-- Görev 1 --
Okuma metnindeki şu cümleyi İngilizceye çevirin: "Demokrasiye ağır bir darbe vurulacağı ve 6 Mayıs'taki hukuk rezaletinin yaşanacağı çok önceden öngörülüyordu aslında..."

-- Okuma metni --
---+---

23 Haziran seçim mi, "seferberlik" mi?..

Demokrasiye ağır bir darbe vurulacağı ve 6 Mayıs'taki hukuk rezaletinin yaşanacağı çok önceden öngörülüyordu aslında...

Kimse kendini kandırmasın; İstanbul gibi devasa bir metropolü ve en önemlisi de bir siyasi "güç" kaynağını elinden kaçırmayacağı belliydi AKP'nin...

Ve yine kimse kendini oyalamasın ki, Ekrem İmamoğlu, AKP'li Binali Yıldırım'a 300 bin oy farkla atsaydı da sonuç değişmeyecekti!!!

Yani "iptal" gerekçesi "oy farkı"ndan kaynaklanmıyor 31 Mart için!.. AKP, kendi düzenlediği "sandık kurullarının oluşturulmasında usulsüzlük" olduğunu iddia ederek seçimi "iptal" ettirdiği için, oy farkı yüksek olsaydı da halk iradesine taarruz edilecekti...

Çünkü 6 Mayıs'taki "hukuk skandalı" da gösterdi ki, adında "adalet" olan AKP demokrasiye zerre kadar inanmıyor...

Velhasıl, halkın kararına saygı duymayan zihniyetler, "minareyi çalan kılıfı hazırlar" stratejisini önlerine koyarak siyaseti bürokrasi üzerinde baskıya dönüştürdüler ve sonuçta İstanbul CHP'nin elinden adeta zorla alındı...

Evet; yine de kimse yılgınlığa düşmesin, kimse "CHP seçimi bir daha kazanırsa yine iptal edilir" iddiasıyla sakın ola rehavete kapılmasın ve demokrasinin içerisindeki en büyük mücadele alanı olan sandık üzerinde hesaplarını yapmaya çalışsın...

Sandığa sahip çıkarak- sarılarak, kitleleri sandığa yönelterek, gaflete düşenleri uyararak, gitmeyenleri zorlayarak ve kararsızların oy kullanmasını sağlamaya çalışarak hedefe yürüsün herkes...

Yaralansa da hukuk, "demokrasi" içerisinde başka çare yok çünkü...

İmamoğlu'nu büyüten ortam...

6 Mayıs'taki hukuk skandalıyla demokrasiye darbe vurulmasının, iki tarafı keskin bir bıçağı sandık üzerine koyduğu da unutulmamalı...

---+---

-- Veri kayıtları --
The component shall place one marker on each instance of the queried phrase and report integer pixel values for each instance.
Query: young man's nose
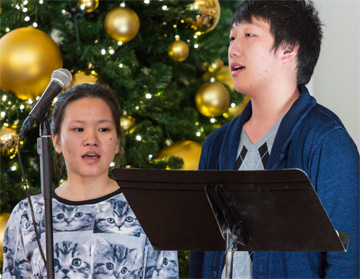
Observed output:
(234, 49)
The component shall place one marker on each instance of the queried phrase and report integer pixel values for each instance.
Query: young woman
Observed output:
(96, 234)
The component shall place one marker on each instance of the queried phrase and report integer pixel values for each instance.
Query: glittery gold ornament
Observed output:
(28, 57)
(122, 24)
(88, 5)
(81, 77)
(4, 217)
(178, 50)
(212, 99)
(127, 123)
(188, 150)
(8, 140)
(208, 15)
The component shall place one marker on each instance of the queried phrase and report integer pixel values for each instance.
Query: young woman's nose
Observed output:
(91, 138)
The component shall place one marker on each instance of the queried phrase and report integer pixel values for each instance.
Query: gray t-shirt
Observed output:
(251, 156)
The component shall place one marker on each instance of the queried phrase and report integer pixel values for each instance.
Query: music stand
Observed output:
(267, 210)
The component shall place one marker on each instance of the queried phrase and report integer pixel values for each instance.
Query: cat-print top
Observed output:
(98, 239)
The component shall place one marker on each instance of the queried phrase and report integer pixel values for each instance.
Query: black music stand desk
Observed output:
(270, 210)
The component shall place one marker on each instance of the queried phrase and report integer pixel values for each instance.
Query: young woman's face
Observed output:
(88, 138)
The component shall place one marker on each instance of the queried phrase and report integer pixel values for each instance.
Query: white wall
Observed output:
(336, 80)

---+---

-- Görev 2 --
Yukarıdaki veri kayıtlarının tüm satırlarını, boş satırları atlayarak numaralı bir liste hâlinde aktarın. Resimleri cevaba dahil etmeyin.

-- Çıktı 1 --
In fact, it had been foreseen long beforehand that democracy would be dealt a heavy blow and that the legal scandal of May 6 would take place...

-- Çıktı 2 --
1. The component shall place one marker on each instance of the queried phrase and report integer pixel values for each instance.
2. Query: young man's nose
3. Observed output:
4. (234, 49)
5. The component shall place one marker on each instance of the queried phrase and report integer pixel values for each instance.
6. Query: young woman
7. Observed output:
8. (96, 234)
9. The component shall place one marker on each instance of the queried phrase and report integer pixel values for each instance.
10. Query: glittery gold ornament
11. Observed output:
12. (28, 57)
13. (122, 24)
14. (88, 5)
15. (81, 77)
16. (4, 217)
17. (178, 50)
18. (212, 99)
19. (127, 123)
20. (188, 150)
21. (8, 140)
22. (208, 15)
23. The component shall place one marker on each instance of the queried phrase and report integer pixel values for each instance.
24. Query: young woman's nose
25. Observed output:
26. (91, 138)
27. The component shall place one marker on each instance of the queried phrase and report integer pixel values for each instance.
28. Query: gray t-shirt
29. Observed output:
30. (251, 156)
31. The component shall place one marker on each instance of the queried phrase and report integer pixel values for each instance.
32. Query: music stand
33. Observed output:
34. (267, 210)
35. The component shall place one marker on each instance of the queried phrase and report integer pixel values for each instance.
36. Query: cat-print top
37. Observed output:
38. (98, 239)
39. The component shall place one marker on each instance of the queried phrase and report integer pixel values for each instance.
40. Query: black music stand desk
41. Observed output:
42. (270, 210)
43. The component shall place one marker on each instance of the queried phrase and report integer pixel values for each instance.
44. Query: young woman's face
45. Observed output:
46. (88, 138)
47. The component shall place one marker on each instance of the queried phrase and report integer pixel values for each instance.
48. Query: white wall
49. Observed output:
50. (336, 80)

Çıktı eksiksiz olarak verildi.